→ Data supplied:
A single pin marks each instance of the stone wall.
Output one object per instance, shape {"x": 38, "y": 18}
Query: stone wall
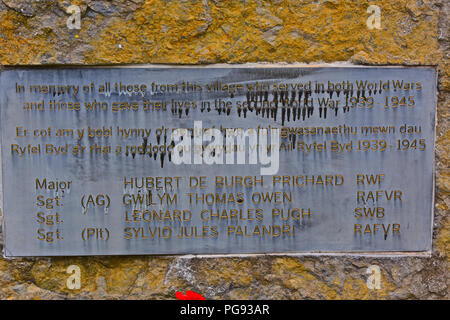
{"x": 413, "y": 32}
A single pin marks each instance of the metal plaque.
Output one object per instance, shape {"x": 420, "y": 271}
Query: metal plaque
{"x": 213, "y": 160}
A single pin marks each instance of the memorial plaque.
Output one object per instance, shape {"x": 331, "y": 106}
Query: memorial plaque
{"x": 213, "y": 160}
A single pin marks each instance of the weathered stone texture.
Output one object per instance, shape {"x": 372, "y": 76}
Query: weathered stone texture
{"x": 413, "y": 32}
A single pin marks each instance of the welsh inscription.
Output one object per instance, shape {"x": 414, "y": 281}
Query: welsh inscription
{"x": 157, "y": 160}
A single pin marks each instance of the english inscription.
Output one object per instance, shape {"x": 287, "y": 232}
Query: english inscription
{"x": 191, "y": 160}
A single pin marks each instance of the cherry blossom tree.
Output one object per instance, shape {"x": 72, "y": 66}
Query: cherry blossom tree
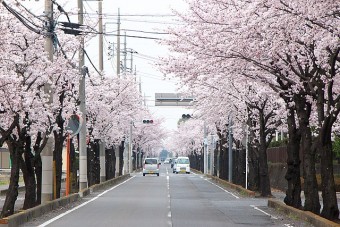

→ Description of the task: Restate the data word for word, minus any images.

→ Exercise answer:
A single pin marks each instance of the stone wall.
Output one object per instance, shape {"x": 38, "y": 18}
Query: stone wall
{"x": 413, "y": 32}
A single pin marks each instance of the metal plaque.
Output one object per instance, shape {"x": 420, "y": 271}
Query: metal plaque
{"x": 213, "y": 160}
A single pin marks each instance of the memorial plaque.
Output one object per instance, shape {"x": 331, "y": 106}
Query: memorial plaque
{"x": 213, "y": 160}
A single pin marks each instance of the weathered stone texture.
Output one object per instance, shape {"x": 372, "y": 76}
Query: weathered stone texture
{"x": 413, "y": 32}
A single pin marks each instance of the welsh inscription.
Output one object per instance, shape {"x": 414, "y": 281}
Query: welsh inscription
{"x": 157, "y": 160}
A single pin marks each instance of the english inscription.
Output one object per instance, shape {"x": 287, "y": 232}
Query: english inscription
{"x": 191, "y": 160}
A single pin marks each instance of the cherry blossom tree.
Output one object per instance, shape {"x": 72, "y": 66}
Query: cherry blossom tree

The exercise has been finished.